START Data

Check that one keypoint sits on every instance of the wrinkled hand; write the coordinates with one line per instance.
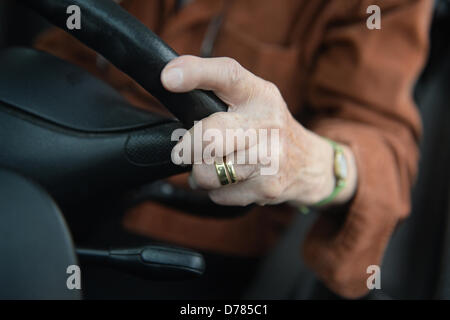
(305, 162)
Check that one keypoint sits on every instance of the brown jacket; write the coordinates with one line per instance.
(340, 79)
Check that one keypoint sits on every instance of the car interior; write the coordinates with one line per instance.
(75, 155)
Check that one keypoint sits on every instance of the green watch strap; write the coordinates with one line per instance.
(340, 174)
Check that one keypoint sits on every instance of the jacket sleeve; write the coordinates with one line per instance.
(360, 94)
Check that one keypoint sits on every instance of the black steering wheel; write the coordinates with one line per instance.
(79, 139)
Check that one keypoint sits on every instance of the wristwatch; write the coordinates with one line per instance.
(340, 170)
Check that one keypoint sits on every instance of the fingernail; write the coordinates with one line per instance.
(172, 78)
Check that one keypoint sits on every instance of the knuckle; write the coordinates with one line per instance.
(201, 178)
(235, 70)
(271, 190)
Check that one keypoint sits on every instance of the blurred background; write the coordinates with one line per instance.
(417, 263)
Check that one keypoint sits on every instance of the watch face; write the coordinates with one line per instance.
(340, 166)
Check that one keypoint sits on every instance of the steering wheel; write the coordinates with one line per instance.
(78, 138)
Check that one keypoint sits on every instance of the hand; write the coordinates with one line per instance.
(304, 172)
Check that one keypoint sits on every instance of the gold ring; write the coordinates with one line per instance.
(231, 171)
(222, 173)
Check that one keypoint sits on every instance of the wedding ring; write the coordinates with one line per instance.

END Data

▶ _Try it_:
The listing is to be repeated word for word, with all pictures omitted.

▶ _Response area_:
Check that one keypoint sits on every instance of the wrinkled hand; write the coordinates with one line per instance.
(305, 162)
Check that one keypoint sits on every instance of the brown jacket; write the coordinates with one line per instance.
(340, 79)
Check that one keypoint sits on every instance of the car interior; write the coordinates with one line per instance.
(75, 155)
Check that one keypoint sits on every instance of the green watch strap; write the coordinates with one line per instance.
(340, 174)
Check that one keypoint sits on every instance of the jacket sleeve; write the coordinates with one line per instance.
(360, 94)
Check that one keypoint sits on every instance of the black steering wheel; write the coordinates with one line per instance.
(79, 139)
Check that one keypoint sits on every instance of the wristwatch; write the coordinates with one line per instance.
(340, 170)
Check that one keypoint sits on every instance of the fingernail; write the coordinates with one line per instance.
(172, 78)
Check that one keypoint sits on every instance of the knuckle; write the coordinates with one line per instance.
(201, 178)
(235, 70)
(271, 190)
Check that one keypoint sits on every instance of the blurred background; write the coordinates with one line per instance.
(417, 263)
Check that one keypoint sits on every instance of the watch face; write the coordinates with one line per instance.
(340, 166)
Check that one keypoint sits on every instance of the steering wheel; write the coordinates with one line per instance.
(78, 138)
Check that one keypoint sits on every instance of the hand; write the coordinates with one line per instance.
(304, 172)
Check that one keypoint sits on every instance of the gold ring; write the coordinates with one line per instance.
(231, 171)
(222, 173)
Check that one keypoint sits on every instance of the wedding ring; write the coordinates with one line per instance.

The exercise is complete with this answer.